Hinzu komme eine massive Abhängigkeit von externen Kapitalgebern: Über 54 Prozent der französischen Staatsschulden würden von Ausländern gehalten. Bei einer Staatsquote von 58 Prozent sei das eine gefährliche Konstellation. „Nur Kiribati und Mikronesien haben höhere Staatsquoten“, so der Schotte trocken.
Er macht dafür auch die Politik der EZB verantwortlich: Die Kapitalflüsse aus Deutschland, begünstigt durch niedrige Zinsen und fehlende Rendite-Alternativen, hätten Frankreich über Jahre hinweg stabilisiert. Doch mit dem Auslaufen der Anleihekaufprogramme und steigenden Emissionen deutscher Staatsanleihen verschiebe sich dieses Gleichgewicht. „Die Ersparnisse der Welt kehren heim“, so Napier. Für Frankreich bedeutet das: Finanzierung wird schwieriger, teurer – im Extremfall droht Illiquidität.
==================================================
### AUFGABE 1
Gib aus dem Auszug über Frankreichs Staatsschulden den Abschnitt zwischen „Er macht dafür“ und „Extremfall droht Illiquidität.“ einschließlich wortgetreu wieder.

Gesammelte Dateneinträge
==================================================
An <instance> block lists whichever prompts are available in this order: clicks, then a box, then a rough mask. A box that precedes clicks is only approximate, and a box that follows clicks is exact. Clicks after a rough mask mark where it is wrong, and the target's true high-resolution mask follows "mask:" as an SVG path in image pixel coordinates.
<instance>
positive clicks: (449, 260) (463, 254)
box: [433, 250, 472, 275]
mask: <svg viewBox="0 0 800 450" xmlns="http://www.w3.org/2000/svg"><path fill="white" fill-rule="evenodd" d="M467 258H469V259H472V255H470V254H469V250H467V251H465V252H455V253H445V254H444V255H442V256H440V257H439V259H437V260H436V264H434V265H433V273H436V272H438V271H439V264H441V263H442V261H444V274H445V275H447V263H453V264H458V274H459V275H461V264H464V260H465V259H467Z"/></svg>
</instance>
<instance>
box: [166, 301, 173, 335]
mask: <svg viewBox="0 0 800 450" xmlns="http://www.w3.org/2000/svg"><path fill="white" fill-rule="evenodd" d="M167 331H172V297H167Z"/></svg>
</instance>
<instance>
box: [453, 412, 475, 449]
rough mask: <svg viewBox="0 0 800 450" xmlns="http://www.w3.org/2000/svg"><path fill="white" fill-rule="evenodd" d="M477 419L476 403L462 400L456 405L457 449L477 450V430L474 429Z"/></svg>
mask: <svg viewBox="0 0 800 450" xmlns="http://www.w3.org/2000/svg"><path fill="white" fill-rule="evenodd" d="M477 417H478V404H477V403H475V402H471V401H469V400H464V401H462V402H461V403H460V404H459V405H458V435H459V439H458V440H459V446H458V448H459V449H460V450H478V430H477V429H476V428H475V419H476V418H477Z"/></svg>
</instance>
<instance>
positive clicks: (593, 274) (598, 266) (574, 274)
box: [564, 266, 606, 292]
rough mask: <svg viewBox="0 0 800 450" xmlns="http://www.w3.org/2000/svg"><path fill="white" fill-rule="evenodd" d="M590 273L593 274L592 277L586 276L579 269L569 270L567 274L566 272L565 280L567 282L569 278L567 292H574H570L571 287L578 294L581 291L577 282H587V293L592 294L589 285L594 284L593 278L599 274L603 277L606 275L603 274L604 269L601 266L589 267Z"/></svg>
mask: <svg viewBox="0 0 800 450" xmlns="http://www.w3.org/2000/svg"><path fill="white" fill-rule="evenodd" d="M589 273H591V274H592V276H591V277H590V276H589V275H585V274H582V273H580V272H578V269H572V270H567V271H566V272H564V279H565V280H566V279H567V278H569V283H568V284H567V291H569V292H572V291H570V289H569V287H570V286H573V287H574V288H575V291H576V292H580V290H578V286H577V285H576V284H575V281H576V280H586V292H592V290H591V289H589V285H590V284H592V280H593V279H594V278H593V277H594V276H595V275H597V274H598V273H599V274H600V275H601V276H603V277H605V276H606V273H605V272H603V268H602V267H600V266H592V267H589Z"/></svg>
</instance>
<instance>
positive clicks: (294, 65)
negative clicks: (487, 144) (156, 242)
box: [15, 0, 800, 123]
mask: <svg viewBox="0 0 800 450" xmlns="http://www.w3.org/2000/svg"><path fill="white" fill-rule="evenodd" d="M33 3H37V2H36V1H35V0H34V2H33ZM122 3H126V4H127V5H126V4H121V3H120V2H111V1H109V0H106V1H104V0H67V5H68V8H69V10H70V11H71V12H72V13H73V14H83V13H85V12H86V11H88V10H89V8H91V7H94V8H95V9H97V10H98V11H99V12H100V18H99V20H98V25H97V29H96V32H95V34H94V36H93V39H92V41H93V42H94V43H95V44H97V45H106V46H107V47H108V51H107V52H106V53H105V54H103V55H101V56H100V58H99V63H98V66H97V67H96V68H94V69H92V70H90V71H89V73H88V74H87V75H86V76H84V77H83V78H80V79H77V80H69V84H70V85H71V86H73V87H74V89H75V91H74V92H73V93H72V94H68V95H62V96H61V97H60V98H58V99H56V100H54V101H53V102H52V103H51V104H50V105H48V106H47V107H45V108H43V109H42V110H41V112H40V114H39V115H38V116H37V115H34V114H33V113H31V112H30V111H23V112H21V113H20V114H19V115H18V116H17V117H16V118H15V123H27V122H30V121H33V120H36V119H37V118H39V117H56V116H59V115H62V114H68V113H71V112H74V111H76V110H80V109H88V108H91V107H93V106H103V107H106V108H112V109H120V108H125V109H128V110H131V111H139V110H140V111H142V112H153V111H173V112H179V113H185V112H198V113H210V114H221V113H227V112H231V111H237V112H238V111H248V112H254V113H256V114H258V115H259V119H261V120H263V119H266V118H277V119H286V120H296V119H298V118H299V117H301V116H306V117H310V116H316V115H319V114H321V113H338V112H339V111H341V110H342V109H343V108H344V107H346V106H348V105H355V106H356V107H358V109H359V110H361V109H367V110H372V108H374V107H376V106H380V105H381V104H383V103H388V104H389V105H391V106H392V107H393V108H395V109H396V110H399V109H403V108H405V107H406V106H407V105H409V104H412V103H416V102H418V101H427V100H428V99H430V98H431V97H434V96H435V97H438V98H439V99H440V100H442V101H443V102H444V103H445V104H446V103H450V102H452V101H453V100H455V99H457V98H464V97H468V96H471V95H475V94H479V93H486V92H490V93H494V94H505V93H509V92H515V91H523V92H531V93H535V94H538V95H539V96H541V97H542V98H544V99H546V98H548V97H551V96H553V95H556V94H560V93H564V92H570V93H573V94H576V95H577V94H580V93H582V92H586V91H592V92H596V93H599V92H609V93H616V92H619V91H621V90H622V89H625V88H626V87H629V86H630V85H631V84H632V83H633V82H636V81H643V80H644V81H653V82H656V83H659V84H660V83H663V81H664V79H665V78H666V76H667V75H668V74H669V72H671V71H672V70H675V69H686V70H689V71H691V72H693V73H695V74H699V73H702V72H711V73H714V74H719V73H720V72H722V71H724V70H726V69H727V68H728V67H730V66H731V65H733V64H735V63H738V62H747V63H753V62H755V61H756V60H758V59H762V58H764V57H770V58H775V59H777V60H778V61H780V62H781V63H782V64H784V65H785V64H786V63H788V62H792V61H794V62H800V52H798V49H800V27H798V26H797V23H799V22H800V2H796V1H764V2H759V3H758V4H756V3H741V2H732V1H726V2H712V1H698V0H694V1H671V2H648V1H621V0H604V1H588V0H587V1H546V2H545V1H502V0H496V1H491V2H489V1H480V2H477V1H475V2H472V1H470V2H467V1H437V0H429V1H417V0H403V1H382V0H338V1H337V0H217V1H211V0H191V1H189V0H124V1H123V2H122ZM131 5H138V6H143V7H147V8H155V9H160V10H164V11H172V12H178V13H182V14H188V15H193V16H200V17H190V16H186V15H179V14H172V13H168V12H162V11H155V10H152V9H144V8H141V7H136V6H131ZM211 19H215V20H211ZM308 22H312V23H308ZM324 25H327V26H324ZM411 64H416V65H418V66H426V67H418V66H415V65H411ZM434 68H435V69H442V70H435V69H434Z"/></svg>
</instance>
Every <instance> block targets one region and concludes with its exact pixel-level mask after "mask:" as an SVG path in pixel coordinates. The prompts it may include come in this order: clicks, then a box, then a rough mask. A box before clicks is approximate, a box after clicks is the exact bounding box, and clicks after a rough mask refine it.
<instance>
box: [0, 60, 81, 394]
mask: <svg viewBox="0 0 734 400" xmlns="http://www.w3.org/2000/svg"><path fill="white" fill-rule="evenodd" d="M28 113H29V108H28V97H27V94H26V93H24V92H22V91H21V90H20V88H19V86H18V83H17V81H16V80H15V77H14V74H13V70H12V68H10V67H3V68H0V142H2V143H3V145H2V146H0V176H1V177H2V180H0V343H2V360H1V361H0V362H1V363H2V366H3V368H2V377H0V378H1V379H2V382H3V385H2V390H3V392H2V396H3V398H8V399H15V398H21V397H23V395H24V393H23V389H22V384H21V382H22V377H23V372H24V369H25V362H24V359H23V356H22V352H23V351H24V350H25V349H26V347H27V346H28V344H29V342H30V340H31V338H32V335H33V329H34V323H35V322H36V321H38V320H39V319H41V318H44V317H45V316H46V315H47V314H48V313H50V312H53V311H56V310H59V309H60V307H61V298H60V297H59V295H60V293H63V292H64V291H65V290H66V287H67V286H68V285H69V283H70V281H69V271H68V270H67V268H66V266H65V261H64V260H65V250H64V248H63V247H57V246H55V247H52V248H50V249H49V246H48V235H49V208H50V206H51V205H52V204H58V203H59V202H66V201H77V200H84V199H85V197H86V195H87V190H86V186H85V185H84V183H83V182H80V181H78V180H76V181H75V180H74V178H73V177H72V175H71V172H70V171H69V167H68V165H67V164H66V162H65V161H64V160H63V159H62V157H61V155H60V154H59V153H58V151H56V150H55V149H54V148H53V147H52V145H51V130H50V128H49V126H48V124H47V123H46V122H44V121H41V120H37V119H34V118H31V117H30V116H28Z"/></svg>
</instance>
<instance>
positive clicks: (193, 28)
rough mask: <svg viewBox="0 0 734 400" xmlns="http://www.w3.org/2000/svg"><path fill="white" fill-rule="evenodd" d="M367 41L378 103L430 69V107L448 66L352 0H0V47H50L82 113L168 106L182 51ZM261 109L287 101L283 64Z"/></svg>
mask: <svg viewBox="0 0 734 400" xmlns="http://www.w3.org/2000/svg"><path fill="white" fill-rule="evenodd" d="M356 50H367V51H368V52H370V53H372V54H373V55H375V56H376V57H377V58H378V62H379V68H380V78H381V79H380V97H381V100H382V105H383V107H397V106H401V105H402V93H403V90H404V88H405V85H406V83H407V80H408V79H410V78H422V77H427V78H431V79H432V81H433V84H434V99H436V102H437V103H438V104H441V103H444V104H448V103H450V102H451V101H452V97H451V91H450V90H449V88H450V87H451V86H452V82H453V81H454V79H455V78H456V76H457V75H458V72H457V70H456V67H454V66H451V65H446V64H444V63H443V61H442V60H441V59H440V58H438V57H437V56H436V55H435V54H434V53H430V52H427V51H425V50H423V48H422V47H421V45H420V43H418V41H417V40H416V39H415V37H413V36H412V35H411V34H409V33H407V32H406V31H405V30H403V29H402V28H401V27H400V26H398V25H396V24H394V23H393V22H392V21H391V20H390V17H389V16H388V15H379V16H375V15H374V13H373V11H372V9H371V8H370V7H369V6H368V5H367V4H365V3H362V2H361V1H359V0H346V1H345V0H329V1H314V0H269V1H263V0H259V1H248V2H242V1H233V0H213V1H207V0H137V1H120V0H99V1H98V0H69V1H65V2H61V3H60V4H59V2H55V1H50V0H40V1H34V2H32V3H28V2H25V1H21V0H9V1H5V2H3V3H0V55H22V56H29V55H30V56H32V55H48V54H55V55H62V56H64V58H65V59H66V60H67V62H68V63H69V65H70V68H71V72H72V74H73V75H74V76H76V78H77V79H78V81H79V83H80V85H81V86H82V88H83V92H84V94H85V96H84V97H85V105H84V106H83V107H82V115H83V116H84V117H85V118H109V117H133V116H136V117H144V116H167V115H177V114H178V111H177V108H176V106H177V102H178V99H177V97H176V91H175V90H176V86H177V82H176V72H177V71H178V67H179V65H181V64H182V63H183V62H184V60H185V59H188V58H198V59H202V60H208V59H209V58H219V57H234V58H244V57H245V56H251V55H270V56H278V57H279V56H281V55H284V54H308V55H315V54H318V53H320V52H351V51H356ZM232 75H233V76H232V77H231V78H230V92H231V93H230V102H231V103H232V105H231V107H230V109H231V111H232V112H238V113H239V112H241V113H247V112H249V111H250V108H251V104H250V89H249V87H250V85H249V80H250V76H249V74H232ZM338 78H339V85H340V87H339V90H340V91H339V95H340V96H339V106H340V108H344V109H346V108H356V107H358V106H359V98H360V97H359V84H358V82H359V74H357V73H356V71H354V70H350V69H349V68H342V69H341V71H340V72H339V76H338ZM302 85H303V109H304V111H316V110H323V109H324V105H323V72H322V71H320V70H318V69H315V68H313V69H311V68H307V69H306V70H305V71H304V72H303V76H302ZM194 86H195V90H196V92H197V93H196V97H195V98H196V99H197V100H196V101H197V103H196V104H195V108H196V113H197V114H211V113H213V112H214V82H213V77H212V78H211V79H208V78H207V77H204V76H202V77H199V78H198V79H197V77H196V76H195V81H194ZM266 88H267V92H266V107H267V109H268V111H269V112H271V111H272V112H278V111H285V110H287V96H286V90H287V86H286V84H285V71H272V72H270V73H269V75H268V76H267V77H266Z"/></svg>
==================================================
### AUFGABE 2
Gib jede Zeile der Datensätze zurück, in der die Zeichenfolge „positive“ vorkommt. Groß- und Kleinschreibung ist dabei zu beachten.

### ANTWORTTEIL 1
Er macht dafür auch die Politik der EZB verantwortlich: Die Kapitalflüsse aus Deutschland, begünstigt durch niedrige Zinsen und fehlende Rendite-Alternativen, hätten Frankreich über Jahre hinweg stabilisiert. Doch mit dem Auslaufen der Anleihekaufprogramme und steigenden Emissionen deutscher Staatsanleihen verschiebe sich dieses Gleichgewicht. „Die Ersparnisse der Welt kehren heim“, so Napier. Für Frankreich bedeutet das: Finanzierung wird schwieriger, teurer – im Extremfall droht Illiquidität.

### ANTWORTTEIL 2
positive clicks: (449, 260) (463, 254)
positive clicks: (593, 274) (598, 266) (574, 274)
positive clicks: (294, 65)
positive clicks: (193, 28)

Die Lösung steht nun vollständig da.